Gail Porter was the house newshen* and shutterbug of the Daily Chronicle (and, later, Daily Star), whose camera led the way for her adventures. This covers everything from smashing criminal rings, to foiling suicide attempts, to unmasking a crazy werewolf and also getting knocked unconscious in prison and dressed in a convict's clothes. They prepare you for things like that in journalism school, or they used to before budget cuts replaced every American journalism program with a lottery ticket and a misunderstanding of George Orwell.

*(Please don't take me to task for that, I didn't invent the word)

She literally makes her own headlines.
A young Bob Oksner provides the art for the series and, even at a rough stage early in his career, there's something very entertaining about the line and shapes. It's the dialogue, hard-boiled and wry in turns, that really sells the bit. A staple of the genuinely excellent Blue Circle Comics family, Gail's camera may have exposed scams, crooks and crimes, but the strip was mostly built around her bite.

SUPPLIED INFORMATION:
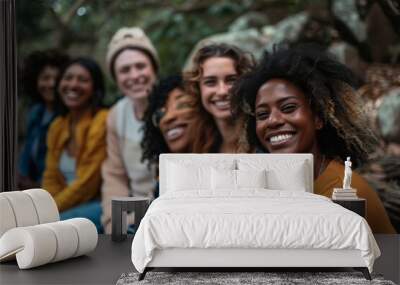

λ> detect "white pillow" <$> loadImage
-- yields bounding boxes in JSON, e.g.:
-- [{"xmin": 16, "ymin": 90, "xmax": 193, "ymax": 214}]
[
  {"xmin": 167, "ymin": 162, "xmax": 211, "ymax": 191},
  {"xmin": 211, "ymin": 168, "xmax": 267, "ymax": 191},
  {"xmin": 236, "ymin": 169, "xmax": 267, "ymax": 188},
  {"xmin": 211, "ymin": 168, "xmax": 236, "ymax": 191},
  {"xmin": 267, "ymin": 163, "xmax": 308, "ymax": 192},
  {"xmin": 238, "ymin": 159, "xmax": 312, "ymax": 191}
]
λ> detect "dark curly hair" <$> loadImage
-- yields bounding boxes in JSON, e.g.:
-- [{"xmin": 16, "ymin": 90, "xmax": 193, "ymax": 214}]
[
  {"xmin": 141, "ymin": 75, "xmax": 183, "ymax": 166},
  {"xmin": 184, "ymin": 43, "xmax": 254, "ymax": 153},
  {"xmin": 55, "ymin": 57, "xmax": 105, "ymax": 116},
  {"xmin": 20, "ymin": 49, "xmax": 69, "ymax": 102},
  {"xmin": 231, "ymin": 44, "xmax": 376, "ymax": 166}
]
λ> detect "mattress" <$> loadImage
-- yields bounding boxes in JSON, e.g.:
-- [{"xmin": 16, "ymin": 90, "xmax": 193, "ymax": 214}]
[{"xmin": 132, "ymin": 189, "xmax": 380, "ymax": 272}]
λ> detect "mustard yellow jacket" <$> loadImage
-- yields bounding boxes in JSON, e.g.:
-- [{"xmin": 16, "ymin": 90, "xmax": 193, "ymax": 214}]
[{"xmin": 42, "ymin": 109, "xmax": 107, "ymax": 212}]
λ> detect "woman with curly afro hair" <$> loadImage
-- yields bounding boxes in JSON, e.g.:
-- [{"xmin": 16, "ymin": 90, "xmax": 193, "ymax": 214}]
[
  {"xmin": 184, "ymin": 44, "xmax": 253, "ymax": 153},
  {"xmin": 141, "ymin": 75, "xmax": 196, "ymax": 164},
  {"xmin": 232, "ymin": 45, "xmax": 395, "ymax": 233}
]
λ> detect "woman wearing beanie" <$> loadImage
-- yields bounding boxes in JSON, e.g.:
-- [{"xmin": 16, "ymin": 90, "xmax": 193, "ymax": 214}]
[{"xmin": 102, "ymin": 27, "xmax": 159, "ymax": 233}]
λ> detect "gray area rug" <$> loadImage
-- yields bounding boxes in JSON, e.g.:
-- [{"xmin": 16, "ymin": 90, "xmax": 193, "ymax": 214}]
[{"xmin": 117, "ymin": 272, "xmax": 395, "ymax": 285}]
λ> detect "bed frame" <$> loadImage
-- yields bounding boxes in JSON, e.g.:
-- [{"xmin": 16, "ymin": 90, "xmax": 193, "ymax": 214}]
[{"xmin": 139, "ymin": 154, "xmax": 371, "ymax": 280}]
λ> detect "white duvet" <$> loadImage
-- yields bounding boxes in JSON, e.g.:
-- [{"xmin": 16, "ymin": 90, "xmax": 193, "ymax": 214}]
[{"xmin": 132, "ymin": 189, "xmax": 380, "ymax": 272}]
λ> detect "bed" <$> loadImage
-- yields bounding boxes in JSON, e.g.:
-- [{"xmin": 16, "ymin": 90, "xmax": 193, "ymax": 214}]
[{"xmin": 132, "ymin": 154, "xmax": 380, "ymax": 280}]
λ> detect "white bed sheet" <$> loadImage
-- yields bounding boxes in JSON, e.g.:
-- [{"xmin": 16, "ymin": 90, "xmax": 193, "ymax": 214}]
[{"xmin": 132, "ymin": 189, "xmax": 380, "ymax": 272}]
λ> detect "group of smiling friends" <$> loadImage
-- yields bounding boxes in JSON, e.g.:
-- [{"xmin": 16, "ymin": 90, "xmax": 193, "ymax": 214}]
[{"xmin": 18, "ymin": 27, "xmax": 395, "ymax": 233}]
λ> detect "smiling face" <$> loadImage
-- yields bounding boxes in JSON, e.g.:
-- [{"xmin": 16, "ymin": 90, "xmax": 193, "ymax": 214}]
[
  {"xmin": 58, "ymin": 63, "xmax": 93, "ymax": 111},
  {"xmin": 37, "ymin": 65, "xmax": 59, "ymax": 104},
  {"xmin": 159, "ymin": 88, "xmax": 198, "ymax": 153},
  {"xmin": 200, "ymin": 57, "xmax": 238, "ymax": 119},
  {"xmin": 114, "ymin": 49, "xmax": 156, "ymax": 100},
  {"xmin": 255, "ymin": 79, "xmax": 322, "ymax": 155}
]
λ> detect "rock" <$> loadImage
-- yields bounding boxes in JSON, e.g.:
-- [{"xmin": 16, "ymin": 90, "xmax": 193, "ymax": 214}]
[
  {"xmin": 228, "ymin": 12, "xmax": 269, "ymax": 32},
  {"xmin": 262, "ymin": 12, "xmax": 310, "ymax": 51},
  {"xmin": 377, "ymin": 87, "xmax": 400, "ymax": 144},
  {"xmin": 332, "ymin": 0, "xmax": 367, "ymax": 42}
]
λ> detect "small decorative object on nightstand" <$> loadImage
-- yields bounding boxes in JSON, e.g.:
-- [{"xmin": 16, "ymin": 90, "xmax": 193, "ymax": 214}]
[
  {"xmin": 332, "ymin": 198, "xmax": 367, "ymax": 218},
  {"xmin": 332, "ymin": 157, "xmax": 366, "ymax": 215},
  {"xmin": 111, "ymin": 197, "xmax": 150, "ymax": 241},
  {"xmin": 332, "ymin": 157, "xmax": 358, "ymax": 200}
]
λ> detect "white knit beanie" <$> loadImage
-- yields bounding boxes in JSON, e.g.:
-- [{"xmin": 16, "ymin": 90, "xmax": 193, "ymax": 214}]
[{"xmin": 106, "ymin": 27, "xmax": 160, "ymax": 75}]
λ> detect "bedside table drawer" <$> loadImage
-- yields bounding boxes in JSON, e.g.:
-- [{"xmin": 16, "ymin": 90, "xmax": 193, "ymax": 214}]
[{"xmin": 332, "ymin": 199, "xmax": 367, "ymax": 218}]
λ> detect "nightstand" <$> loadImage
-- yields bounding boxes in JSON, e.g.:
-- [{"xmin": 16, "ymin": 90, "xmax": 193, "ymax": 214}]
[
  {"xmin": 332, "ymin": 198, "xmax": 367, "ymax": 218},
  {"xmin": 111, "ymin": 197, "xmax": 150, "ymax": 241}
]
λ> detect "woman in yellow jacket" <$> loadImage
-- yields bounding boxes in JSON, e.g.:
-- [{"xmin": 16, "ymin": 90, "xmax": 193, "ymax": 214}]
[{"xmin": 42, "ymin": 58, "xmax": 107, "ymax": 228}]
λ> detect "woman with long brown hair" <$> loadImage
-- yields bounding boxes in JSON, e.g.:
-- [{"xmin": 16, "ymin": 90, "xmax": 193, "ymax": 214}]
[{"xmin": 184, "ymin": 44, "xmax": 253, "ymax": 153}]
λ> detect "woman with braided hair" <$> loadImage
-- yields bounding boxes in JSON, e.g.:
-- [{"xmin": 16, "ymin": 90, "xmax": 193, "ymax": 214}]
[{"xmin": 232, "ymin": 45, "xmax": 395, "ymax": 233}]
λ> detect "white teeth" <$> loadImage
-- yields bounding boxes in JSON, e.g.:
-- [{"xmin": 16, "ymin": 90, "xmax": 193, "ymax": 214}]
[
  {"xmin": 167, "ymin": 127, "xmax": 184, "ymax": 140},
  {"xmin": 66, "ymin": 92, "xmax": 79, "ymax": 99},
  {"xmin": 214, "ymin": 100, "xmax": 230, "ymax": 109},
  {"xmin": 269, "ymin": 134, "xmax": 293, "ymax": 144}
]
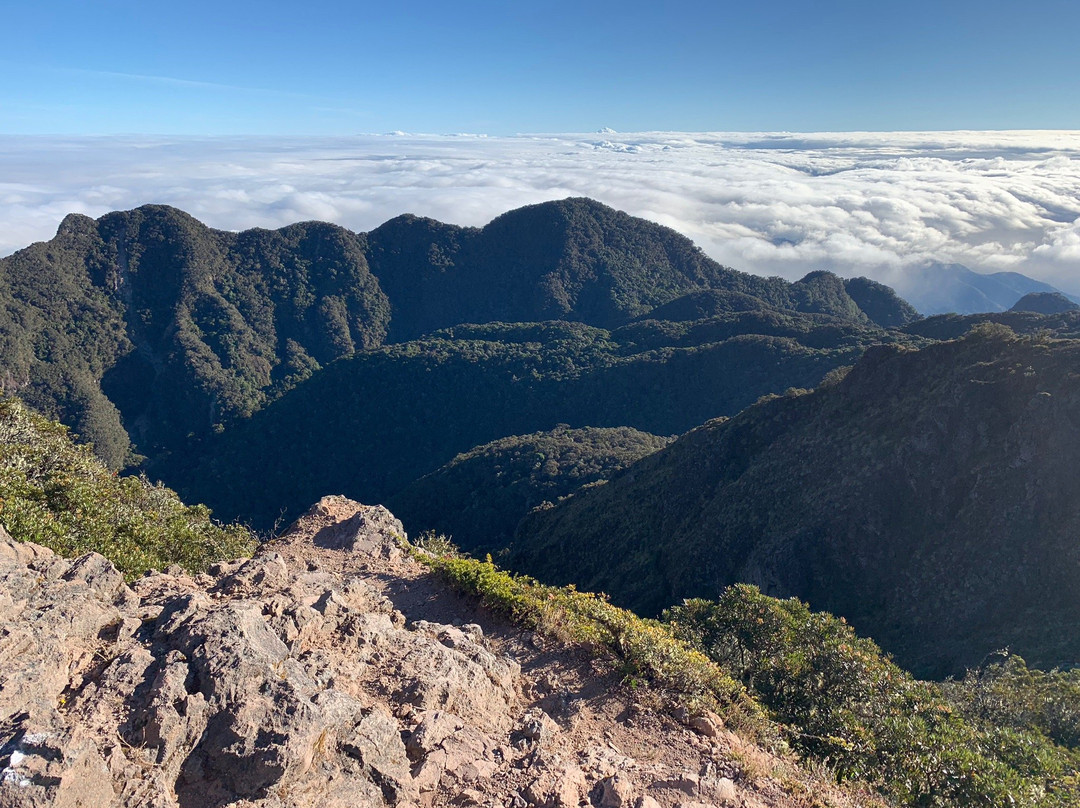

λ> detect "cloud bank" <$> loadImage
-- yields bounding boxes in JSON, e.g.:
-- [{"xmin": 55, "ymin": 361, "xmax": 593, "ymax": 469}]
[{"xmin": 0, "ymin": 131, "xmax": 1080, "ymax": 293}]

REQUESTS:
1 – For each statement, state yes or no according to whether it agrees with the Gail Porter passage, and support each answer with the deciding words from the passage, quoted exactly. (a) Gail Porter worked for the Daily Chronicle and later for the Daily Star. (b) The writer coined the word "newshen." (c) According to the passage, the art, more than the dialogue, is what really sells the strip.
2 – Condense the paragraph of the Gail Porter passage that opens "A young Bob Oksner provides the art" into a short bulleted list that retains its main facts.
3 – Return the portion of the Gail Porter passage starting at "Gail Porter was" and ending at "her own headlines.", copied word for word.

THE ANSWERS:
1 –
(a) Yes: "Gail Porter was the house newshen* and shutterbug of the Daily Chronicle (and, later, Daily Star)"
(b) No: "I didn't invent the word"
(c) No: "It's the dialogue, hard-boiled and wry in turns, that really sells the bit."

2 –
- A young Bob Oksner drew the series, and even at this rough, early stage of his career his line and shapes are very entertaining.
- The dialogue, alternately hard-boiled and wry, is what really sells the strip.
- The strip belongs to the Blue Circle Comics family. Gail's camera exposed scams, crooks and crimes, but the strip rested mostly on her bite.

3 –
Gail Porter was the house newshen* and shutterbug of the Daily Chronicle (and, later, Daily Star), whose camera led the way for her adventures. This covers everything from smashing criminal rings, to foiling suicide attempts, to unmasking a crazy werewolf and also getting knocked unconscious in prison and dressed in a convict's clothes. They prepare you for things like that in journalism school, or they used to before budget cuts replaced every American journalism program with a lottery ticket and a misunderstanding of George Orwell.

*(Please don't take me to task for that, I didn't invent the word)

She literally makes her own headlines.